"""

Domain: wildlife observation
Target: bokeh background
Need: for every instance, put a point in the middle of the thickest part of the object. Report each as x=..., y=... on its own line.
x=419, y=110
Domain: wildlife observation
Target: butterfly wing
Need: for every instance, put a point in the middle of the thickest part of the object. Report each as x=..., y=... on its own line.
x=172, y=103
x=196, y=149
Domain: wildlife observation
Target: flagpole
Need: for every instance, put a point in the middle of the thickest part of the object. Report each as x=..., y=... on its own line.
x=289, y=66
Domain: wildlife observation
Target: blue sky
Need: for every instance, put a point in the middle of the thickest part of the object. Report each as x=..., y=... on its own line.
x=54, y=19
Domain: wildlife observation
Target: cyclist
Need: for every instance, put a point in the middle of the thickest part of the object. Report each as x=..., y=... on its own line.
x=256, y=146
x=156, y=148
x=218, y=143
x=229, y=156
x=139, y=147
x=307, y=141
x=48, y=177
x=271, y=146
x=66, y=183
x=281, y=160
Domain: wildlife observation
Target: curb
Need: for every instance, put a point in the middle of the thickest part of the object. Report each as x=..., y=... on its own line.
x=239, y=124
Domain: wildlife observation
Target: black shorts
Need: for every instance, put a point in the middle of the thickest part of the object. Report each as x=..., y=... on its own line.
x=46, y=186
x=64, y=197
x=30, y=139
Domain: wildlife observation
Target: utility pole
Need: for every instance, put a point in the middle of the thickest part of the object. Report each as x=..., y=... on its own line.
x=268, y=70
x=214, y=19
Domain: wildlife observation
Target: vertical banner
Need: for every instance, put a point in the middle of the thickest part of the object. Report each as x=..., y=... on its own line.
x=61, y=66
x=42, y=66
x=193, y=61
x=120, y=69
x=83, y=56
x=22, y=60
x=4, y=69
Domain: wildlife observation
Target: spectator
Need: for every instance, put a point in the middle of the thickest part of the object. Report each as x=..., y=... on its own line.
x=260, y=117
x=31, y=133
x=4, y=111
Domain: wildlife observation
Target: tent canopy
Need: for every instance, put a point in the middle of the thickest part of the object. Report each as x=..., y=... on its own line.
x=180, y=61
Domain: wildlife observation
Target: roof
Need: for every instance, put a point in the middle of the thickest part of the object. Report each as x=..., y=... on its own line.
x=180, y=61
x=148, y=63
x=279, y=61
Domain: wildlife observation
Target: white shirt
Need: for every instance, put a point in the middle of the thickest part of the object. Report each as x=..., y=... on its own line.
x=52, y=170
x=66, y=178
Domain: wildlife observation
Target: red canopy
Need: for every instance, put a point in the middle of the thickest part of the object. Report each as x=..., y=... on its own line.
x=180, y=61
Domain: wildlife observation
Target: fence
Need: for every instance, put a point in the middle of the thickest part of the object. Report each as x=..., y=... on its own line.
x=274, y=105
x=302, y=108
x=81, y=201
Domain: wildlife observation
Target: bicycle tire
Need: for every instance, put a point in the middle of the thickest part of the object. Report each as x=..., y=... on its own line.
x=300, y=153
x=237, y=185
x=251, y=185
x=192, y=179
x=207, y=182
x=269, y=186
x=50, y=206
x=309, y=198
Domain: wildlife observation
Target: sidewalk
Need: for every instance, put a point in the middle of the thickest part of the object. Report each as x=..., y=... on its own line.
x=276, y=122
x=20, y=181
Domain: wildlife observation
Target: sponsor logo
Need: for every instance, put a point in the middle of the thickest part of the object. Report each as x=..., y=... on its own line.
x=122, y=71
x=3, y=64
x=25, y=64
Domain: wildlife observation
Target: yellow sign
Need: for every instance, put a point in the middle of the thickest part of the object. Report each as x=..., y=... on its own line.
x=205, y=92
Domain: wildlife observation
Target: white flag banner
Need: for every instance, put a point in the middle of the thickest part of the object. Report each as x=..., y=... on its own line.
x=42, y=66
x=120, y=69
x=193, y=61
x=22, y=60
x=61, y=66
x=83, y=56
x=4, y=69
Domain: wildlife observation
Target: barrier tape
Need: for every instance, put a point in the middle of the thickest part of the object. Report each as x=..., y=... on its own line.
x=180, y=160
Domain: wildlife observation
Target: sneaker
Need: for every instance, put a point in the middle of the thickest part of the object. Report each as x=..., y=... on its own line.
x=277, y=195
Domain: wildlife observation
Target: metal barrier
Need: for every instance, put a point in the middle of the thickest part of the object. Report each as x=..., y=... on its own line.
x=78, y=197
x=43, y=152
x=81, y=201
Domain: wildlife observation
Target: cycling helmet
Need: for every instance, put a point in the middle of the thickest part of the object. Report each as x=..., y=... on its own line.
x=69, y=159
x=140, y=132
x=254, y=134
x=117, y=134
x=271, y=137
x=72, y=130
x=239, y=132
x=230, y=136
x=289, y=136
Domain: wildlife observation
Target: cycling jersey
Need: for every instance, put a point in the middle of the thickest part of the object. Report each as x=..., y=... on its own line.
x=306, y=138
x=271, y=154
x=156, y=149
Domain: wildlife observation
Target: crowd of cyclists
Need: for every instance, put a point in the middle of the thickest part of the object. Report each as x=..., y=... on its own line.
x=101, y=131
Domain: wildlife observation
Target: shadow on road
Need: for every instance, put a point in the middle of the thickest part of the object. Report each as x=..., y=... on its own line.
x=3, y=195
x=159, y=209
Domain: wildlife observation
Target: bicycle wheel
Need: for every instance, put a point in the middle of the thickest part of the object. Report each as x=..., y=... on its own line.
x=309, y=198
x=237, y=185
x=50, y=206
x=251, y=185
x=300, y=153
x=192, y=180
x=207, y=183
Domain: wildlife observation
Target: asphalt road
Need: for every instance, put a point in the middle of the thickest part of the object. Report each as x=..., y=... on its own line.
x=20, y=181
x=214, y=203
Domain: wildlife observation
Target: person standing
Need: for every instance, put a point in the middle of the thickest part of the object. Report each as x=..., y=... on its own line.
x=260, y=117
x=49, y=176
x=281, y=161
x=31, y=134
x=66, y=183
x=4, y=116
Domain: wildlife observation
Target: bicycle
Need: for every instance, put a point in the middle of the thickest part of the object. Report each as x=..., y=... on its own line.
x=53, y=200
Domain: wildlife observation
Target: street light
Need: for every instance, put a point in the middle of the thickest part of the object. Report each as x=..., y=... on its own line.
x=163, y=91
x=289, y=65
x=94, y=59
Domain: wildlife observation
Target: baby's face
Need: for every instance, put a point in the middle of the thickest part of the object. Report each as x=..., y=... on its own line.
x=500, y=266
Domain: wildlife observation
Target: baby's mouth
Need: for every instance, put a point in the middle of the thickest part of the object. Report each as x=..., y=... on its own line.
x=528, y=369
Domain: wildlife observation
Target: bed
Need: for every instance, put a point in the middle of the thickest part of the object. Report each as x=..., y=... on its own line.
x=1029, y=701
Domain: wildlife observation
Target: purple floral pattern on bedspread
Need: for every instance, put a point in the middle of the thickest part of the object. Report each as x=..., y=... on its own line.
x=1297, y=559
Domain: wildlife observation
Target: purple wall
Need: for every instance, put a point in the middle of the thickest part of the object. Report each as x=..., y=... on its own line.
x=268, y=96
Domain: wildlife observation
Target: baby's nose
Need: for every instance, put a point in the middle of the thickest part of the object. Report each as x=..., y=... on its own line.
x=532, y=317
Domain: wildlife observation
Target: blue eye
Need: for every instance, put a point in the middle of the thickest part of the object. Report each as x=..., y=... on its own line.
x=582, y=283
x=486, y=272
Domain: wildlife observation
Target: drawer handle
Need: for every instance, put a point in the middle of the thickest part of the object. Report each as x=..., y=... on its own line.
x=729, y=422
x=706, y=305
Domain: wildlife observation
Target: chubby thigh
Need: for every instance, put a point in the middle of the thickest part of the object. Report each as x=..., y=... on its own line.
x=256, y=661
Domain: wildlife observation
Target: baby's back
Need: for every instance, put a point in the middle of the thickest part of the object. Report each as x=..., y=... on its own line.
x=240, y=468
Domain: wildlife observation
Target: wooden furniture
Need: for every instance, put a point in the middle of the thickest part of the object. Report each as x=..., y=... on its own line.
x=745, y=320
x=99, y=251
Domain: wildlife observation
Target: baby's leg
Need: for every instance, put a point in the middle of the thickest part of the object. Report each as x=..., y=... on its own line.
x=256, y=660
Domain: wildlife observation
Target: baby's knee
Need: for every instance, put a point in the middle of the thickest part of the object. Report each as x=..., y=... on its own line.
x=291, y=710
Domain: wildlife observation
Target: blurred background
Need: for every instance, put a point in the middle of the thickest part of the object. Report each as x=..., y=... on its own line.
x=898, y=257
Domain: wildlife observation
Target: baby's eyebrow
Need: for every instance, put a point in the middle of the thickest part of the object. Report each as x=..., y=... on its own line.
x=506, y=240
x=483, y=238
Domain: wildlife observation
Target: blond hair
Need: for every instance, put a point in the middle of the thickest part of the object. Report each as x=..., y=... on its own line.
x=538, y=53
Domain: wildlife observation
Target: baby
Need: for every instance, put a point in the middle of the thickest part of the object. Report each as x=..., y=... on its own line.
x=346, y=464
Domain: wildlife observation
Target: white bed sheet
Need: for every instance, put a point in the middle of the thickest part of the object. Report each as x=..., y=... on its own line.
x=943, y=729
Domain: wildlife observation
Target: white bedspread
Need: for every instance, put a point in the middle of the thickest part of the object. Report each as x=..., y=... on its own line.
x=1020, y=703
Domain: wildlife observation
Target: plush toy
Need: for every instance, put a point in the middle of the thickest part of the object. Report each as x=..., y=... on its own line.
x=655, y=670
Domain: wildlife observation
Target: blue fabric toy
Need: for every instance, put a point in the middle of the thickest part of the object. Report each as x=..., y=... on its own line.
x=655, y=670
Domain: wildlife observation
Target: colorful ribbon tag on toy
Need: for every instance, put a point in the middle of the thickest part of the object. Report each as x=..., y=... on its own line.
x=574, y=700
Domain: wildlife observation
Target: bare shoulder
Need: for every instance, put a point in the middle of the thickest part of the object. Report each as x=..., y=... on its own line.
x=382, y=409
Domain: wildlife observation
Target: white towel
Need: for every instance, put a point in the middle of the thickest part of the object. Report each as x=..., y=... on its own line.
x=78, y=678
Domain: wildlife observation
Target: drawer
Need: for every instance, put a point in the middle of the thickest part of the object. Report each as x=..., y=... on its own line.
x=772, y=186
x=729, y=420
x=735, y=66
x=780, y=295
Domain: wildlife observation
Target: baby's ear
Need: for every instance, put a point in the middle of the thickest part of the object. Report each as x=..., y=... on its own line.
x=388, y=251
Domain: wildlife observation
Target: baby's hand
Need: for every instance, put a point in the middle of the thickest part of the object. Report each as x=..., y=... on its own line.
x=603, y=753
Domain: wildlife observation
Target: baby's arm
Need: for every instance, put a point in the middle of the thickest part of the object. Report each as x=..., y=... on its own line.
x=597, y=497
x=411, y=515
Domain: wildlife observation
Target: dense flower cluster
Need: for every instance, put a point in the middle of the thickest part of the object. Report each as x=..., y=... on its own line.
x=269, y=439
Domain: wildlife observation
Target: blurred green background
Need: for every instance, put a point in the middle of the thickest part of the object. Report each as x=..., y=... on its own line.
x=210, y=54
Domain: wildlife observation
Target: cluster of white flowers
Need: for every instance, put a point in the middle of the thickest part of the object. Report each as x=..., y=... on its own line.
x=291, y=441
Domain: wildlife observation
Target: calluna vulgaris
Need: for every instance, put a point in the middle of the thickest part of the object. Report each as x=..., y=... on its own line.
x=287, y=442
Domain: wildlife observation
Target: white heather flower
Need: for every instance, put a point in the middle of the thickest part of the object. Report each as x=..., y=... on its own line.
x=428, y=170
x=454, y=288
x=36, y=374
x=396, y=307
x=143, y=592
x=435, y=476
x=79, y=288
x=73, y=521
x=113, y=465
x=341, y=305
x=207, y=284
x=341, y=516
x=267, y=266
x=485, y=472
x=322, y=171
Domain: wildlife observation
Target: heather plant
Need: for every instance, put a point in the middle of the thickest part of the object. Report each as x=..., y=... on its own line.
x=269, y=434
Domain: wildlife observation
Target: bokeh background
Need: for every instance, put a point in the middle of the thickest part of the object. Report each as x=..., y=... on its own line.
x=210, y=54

"""

*WHAT IS NEEDED:*
Find and copy every line of the material above that contains the string "blurred", matching case exactly.

*WRITTEN ANSWER:*
Target: blurred background
Target: blurred green background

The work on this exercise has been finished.